> _Aufgaben_:
#1 Gib aus dem Text zur Folge „Vorsehung“ den Teil von „Essen. Rendezvous mit“ bis einschließlich „nun nachdrücklich bestätigt.“ noch einmal wieder und ersetze dabei „Kommissarin“ durch „Ermittlerin“.
#2 Vor wie vielen Jahren hat Bella Block laut dem Text zur Folge „Vorsehung“ Holger Thom dingfest gemacht?
#3 Schreib den Text zur Folge „Vorsehung“ im gleichen Stil weiter, angefangen nach dem letzten Satz.

> _Textabschnitt_:
————

Essen. Rendezvous mit einem Mörder: Die "Bella Block"-Episode "Vorsehung" (ZDF, Samstag, 20.15 Uhr) lässt einen frösteln. Wotan Wilke Möhrung mimt als Episoden-Hauptdarsteller einen eiskalten, sadistischen Killer.

„Eigentlich darf ich Ihnen das gar nicht sagen”: Diesen Satz hört Bella Block nun häufiger, wenn sie als Privatperson Einsicht nehmen will in alte Strafakten oder Verhörprotokolle. Die bärbeißige Kommissarin hatte im letzten Film der Erfolgsreihe aus privatem und beruflichen Frust ihre Marke zurückgegeben. Niemand aber konnte ernsthaft glauben, dass nun die Zeit der Privatheit für diese unruhige Frau beginnt. Was „Bella Block: Vorsehung” nun nachdrücklich bestätigt.

Am Anfang wirkt sie wie befreit

Zu Beginn immerhin wirkt Hannelore Hoger als Bella schier befreit: Sie singt beim Autofahren, lässt sich die Finger maniküren und springt selbst dem putzigen Versicherungsvertreter nicht ins Gesicht, als er ihr bescheinigt, sie befinde sich noch „in einerm ganz passablen Zustand”.

Aber diese Leichtigkeit ist wie weggeflogen, als Bella in einer Ausstellung eine kleine Skulptur auffällt, die von Holger Thom stammt. Diesen Doppelmörder der extrem sadistischen Art hatte sie vor 17 Jahren dingfest gemacht und dafür gesorgt, dass er weggesperrt wurde.

Nun ist er wieder da, und auch der Zuschauer kann sich eines Fröstelns nicht erwehren. Ganz zu Anfang des Films nämlich ist er Zeuge der ursprünglichen Tat geworden: Mutter und Vater gefesselt auf den Knien, die Tochter mit angststarrem Gesicht gegen die Wand gelehnt. Dann werden die Eltern hinter ihrem Rücken von einem unsichtbar bleibenden Täter erschossen, sie selbst spürt bereits den Pistolenlauf an ihrem Kopf. Doch mit Helen spielt der Killer nur, sie darf am Leben bleiben. Viel später wird er ihr gestehen, dass er ihr das Leben geschenkt habe, damit er sich darauf freuen konnte, sie wiederzusehen. Aus seinem Munde wirkt das wie eine Einladung auf den Friedhof.

————

> _Gegebene Daten_:
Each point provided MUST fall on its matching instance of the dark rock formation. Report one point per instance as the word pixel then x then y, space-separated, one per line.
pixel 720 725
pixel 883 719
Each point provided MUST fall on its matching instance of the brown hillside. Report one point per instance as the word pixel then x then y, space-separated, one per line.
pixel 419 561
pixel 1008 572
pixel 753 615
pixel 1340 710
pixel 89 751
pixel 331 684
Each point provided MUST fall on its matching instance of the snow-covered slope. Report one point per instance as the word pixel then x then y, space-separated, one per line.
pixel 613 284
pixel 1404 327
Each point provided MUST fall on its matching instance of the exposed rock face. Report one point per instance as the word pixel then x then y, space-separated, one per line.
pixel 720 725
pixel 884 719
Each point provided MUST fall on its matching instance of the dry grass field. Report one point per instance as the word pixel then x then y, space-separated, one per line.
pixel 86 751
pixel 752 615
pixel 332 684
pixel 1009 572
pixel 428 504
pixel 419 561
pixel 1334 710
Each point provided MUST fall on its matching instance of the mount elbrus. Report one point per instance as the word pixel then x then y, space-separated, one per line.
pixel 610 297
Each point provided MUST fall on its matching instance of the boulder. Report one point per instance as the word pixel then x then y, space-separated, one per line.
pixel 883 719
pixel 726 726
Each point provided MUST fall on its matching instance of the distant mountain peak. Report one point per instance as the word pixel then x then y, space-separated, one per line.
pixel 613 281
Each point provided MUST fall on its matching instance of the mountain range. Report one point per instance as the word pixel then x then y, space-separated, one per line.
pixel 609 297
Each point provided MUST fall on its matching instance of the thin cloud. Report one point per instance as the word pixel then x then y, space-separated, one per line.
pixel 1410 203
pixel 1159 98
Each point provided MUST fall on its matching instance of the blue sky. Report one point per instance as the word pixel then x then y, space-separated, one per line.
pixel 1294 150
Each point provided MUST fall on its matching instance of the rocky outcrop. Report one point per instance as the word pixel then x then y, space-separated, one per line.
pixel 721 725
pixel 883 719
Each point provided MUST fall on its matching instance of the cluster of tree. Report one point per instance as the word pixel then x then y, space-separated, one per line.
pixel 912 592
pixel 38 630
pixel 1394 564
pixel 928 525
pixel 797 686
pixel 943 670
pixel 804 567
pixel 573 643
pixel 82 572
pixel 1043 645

————

> _Antworten_:
#1
Essen. Rendezvous mit einem Mörder: Die "Bella Block"-Episode "Vorsehung" (ZDF, Samstag, 20.15 Uhr) lässt einen frösteln. Wotan Wilke Möhrung mimt als Episoden-Hauptdarsteller einen eiskalten, sadistischen Killer.

„Eigentlich darf ich Ihnen das gar nicht sagen”: Diesen Satz hört Bella Block nun häufiger, wenn sie als Privatperson Einsicht nehmen will in alte Strafakten oder Verhörprotokolle. Die bärbeißige Ermittlerin hatte im letzten Film der Erfolgsreihe aus privatem und beruflichen Frust ihre Marke zurückgegeben. Niemand aber konnte ernsthaft glauben, dass nun die Zeit der Privatheit für diese unruhige Frau beginnt. Was „Bella Block: Vorsehung” nun nachdrücklich bestätigt.

#2 Vor 17 Jahren.

#3
Die Luft scheint vor Angst zu vibrieren

Max Färberböck, der mit den ersten beiden „Bella Block”-Filmen einst das Fundament zu dieser Qualitätsreihe legte, darf nun auch als Ko-Autor und Regisseur die Neuausrichtung der Figur besorgen. Keine schlechte Entscheidung: Man hat auf dem Bildschirm lange keinen Krimi mehr gesehen, bei dem in bestimmten Szenen die Luft nur so zu vibrieren scheint vor Angst und Unberechenbarkeit des Gegenüber. Und sicher gab es noch nie eine Bella, die mit Thom allein im Raum aus ihrer Furcht keinen Hehl macht: „Ich habe sehr große Angst vor Ihnen.” Sie hält diesen Mann für nicht therapierbar, sondern für abgrundtief böse. Und sie ist entsetzt, als sie hört, dass man im Gefängnis zu ganz anderen Erkenntnissen gekommen sei.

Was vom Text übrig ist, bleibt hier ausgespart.